(Extracted data entries)
** Begin **

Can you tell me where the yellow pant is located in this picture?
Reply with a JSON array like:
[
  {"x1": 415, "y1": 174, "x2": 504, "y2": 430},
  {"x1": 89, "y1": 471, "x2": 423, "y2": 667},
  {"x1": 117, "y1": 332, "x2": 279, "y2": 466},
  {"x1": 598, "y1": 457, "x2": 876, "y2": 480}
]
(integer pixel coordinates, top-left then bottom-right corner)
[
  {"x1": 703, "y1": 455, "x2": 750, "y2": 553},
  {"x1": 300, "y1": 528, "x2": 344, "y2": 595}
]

** End **

**REQUIRED WORK**
Convert every line of the data above into a numbered list, omitting any blank lines.

**CORRECT ANSWER**
1. Can you tell me where the yellow pant is located in this picture?
2. Reply with a JSON array like:
3. [
4.   {"x1": 415, "y1": 174, "x2": 504, "y2": 430},
5.   {"x1": 89, "y1": 471, "x2": 423, "y2": 667},
6.   {"x1": 117, "y1": 332, "x2": 279, "y2": 466},
7.   {"x1": 598, "y1": 457, "x2": 876, "y2": 480}
8. ]
9. (integer pixel coordinates, top-left then bottom-right corner)
10. [
11.   {"x1": 703, "y1": 455, "x2": 750, "y2": 553},
12.   {"x1": 300, "y1": 528, "x2": 344, "y2": 595}
13. ]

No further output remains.